* **What is needed**: Render the entries below as a two-column CSV headed text and answer, with one row per entry. Put each field in quotes, replace its line breaks with spaces, and leave the pictures out.

•••

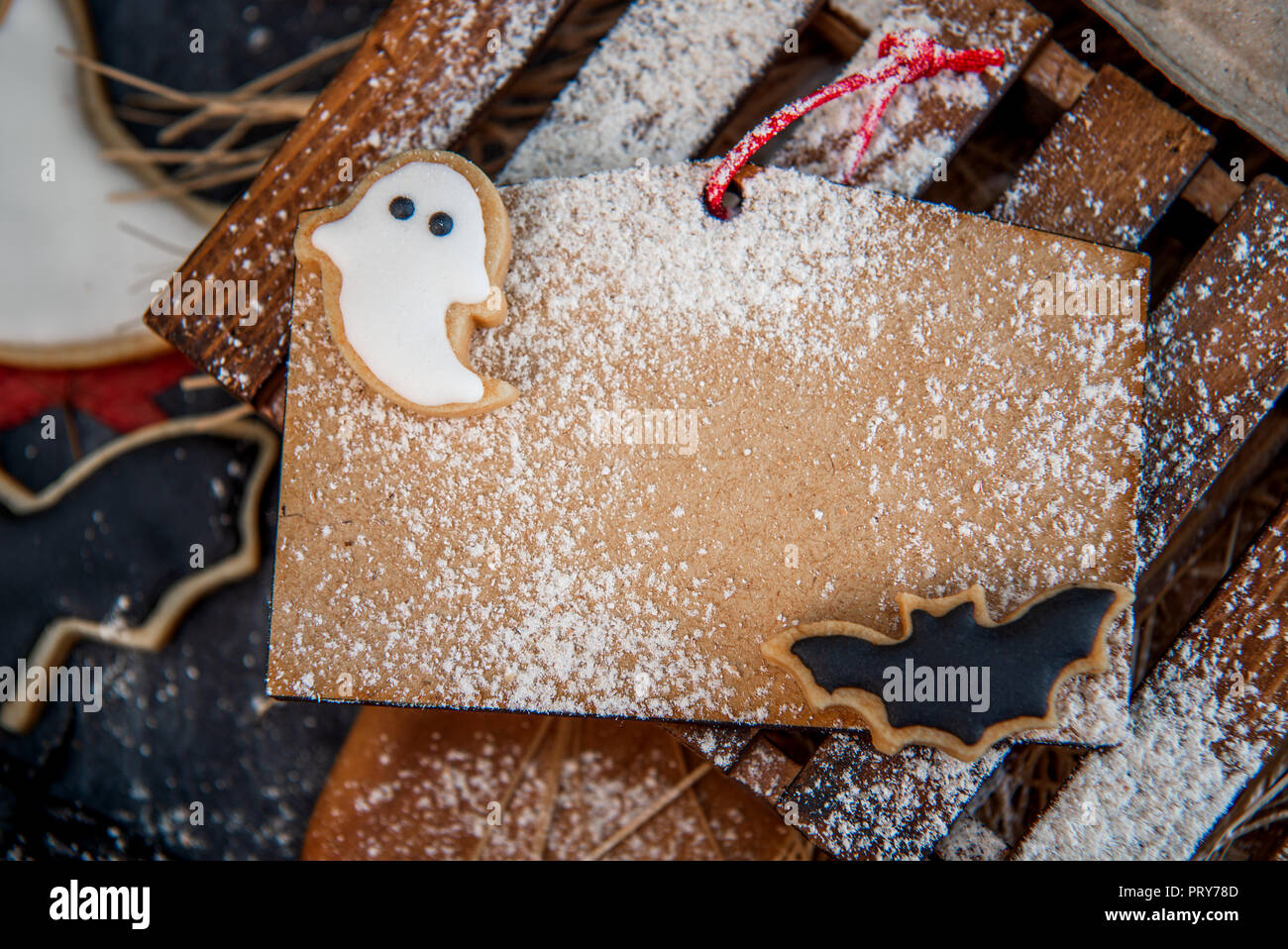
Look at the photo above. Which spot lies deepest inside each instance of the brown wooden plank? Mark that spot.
(419, 77)
(1218, 360)
(720, 744)
(948, 790)
(927, 120)
(1111, 167)
(1212, 191)
(765, 769)
(970, 840)
(658, 86)
(1056, 75)
(1205, 722)
(859, 803)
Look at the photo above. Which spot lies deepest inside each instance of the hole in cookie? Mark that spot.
(732, 201)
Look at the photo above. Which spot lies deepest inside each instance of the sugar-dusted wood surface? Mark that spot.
(1111, 167)
(660, 85)
(1206, 720)
(928, 120)
(948, 789)
(417, 80)
(765, 768)
(858, 803)
(1057, 75)
(1219, 359)
(240, 362)
(720, 744)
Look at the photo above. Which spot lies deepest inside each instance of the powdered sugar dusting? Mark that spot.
(1215, 368)
(922, 127)
(1201, 726)
(658, 85)
(898, 815)
(970, 840)
(519, 562)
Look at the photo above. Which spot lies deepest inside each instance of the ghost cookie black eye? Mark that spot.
(402, 207)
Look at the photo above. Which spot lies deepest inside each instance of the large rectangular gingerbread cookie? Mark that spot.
(722, 429)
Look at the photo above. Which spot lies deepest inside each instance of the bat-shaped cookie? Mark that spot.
(954, 679)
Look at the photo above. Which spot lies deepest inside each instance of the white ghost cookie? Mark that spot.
(411, 263)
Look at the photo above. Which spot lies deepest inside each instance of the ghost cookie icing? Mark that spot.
(411, 263)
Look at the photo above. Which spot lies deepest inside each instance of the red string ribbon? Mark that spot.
(905, 58)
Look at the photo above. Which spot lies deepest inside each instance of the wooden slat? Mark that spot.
(1206, 720)
(1012, 24)
(621, 108)
(862, 16)
(1111, 167)
(970, 840)
(658, 86)
(1212, 191)
(948, 789)
(858, 803)
(1218, 359)
(720, 744)
(420, 76)
(765, 769)
(1059, 76)
(927, 120)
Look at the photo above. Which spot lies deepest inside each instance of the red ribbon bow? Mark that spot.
(905, 58)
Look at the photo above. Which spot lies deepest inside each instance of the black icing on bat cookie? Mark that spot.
(954, 679)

•••

* **The result**:
text,answer
"Look at the photo above. Which spot lies deepest inside each instance of the brown wooden plank? Mark that spot.","(419, 77) (1218, 360) (720, 744) (948, 790) (927, 120) (1111, 167) (1212, 191) (765, 769) (970, 840) (658, 86) (1056, 75) (1205, 722) (859, 803)"
"Look at the photo above. Which spot lies deepest inside each instance of the hole in cookie? Mark that spot.","(732, 201)"
"Look at the photo above. Which spot lies deepest inside each instance of the sugar-dusted wood surface? Mark that spot.","(1111, 167) (660, 85) (1206, 720) (928, 120) (948, 789) (417, 80) (765, 768) (858, 803) (1057, 75) (1219, 359) (240, 362) (720, 744)"
"Look at the photo above. Which spot lies deepest inside each instance of the powdered sugar dusting? Mark that spot.","(1215, 368) (922, 127) (1201, 726) (658, 85) (898, 815) (970, 840) (519, 562)"
"Look at the photo above. Which spot lies deepest inside each instance of the ghost cookie black eye? Mark that spot.","(402, 207)"
"Look at the photo above. Which spot lies deepest inside each instance of the large rectangular gingerbread cookie? Mark that spot.","(722, 429)"
"Look at the photo above. Which spot lies deepest inside each instance of the bat-shaped cookie? Mark that spot.","(954, 679)"
"Look at the photo above. Which spot lies deepest inside each instance of the white ghost cookie? Mark that spot.","(411, 263)"
"Look at the photo above. Which spot lies deepest inside each instance of the ghost cookie icing? Mark that spot.","(411, 263)"
"Look at the photo above. Which spot lies deepest inside each instance of the red string ribbon? Mark that spot.","(905, 58)"
"Look at the photo above. Which spot lies deepest inside each instance of the wooden slat? Mark that spot.","(1206, 720) (1012, 24) (621, 108) (862, 16) (1111, 167) (970, 840) (658, 86) (1212, 191) (948, 789) (858, 803) (1218, 359) (720, 744) (420, 76) (765, 769) (1059, 76) (927, 120)"
"Look at the photo above. Which spot lies deepest inside each instance of the red ribbon bow? Mark that spot.","(905, 58)"
"Look at the photo above. Which spot lies deepest inside each instance of the black icing on bat cookie? Mark that spot.","(954, 679)"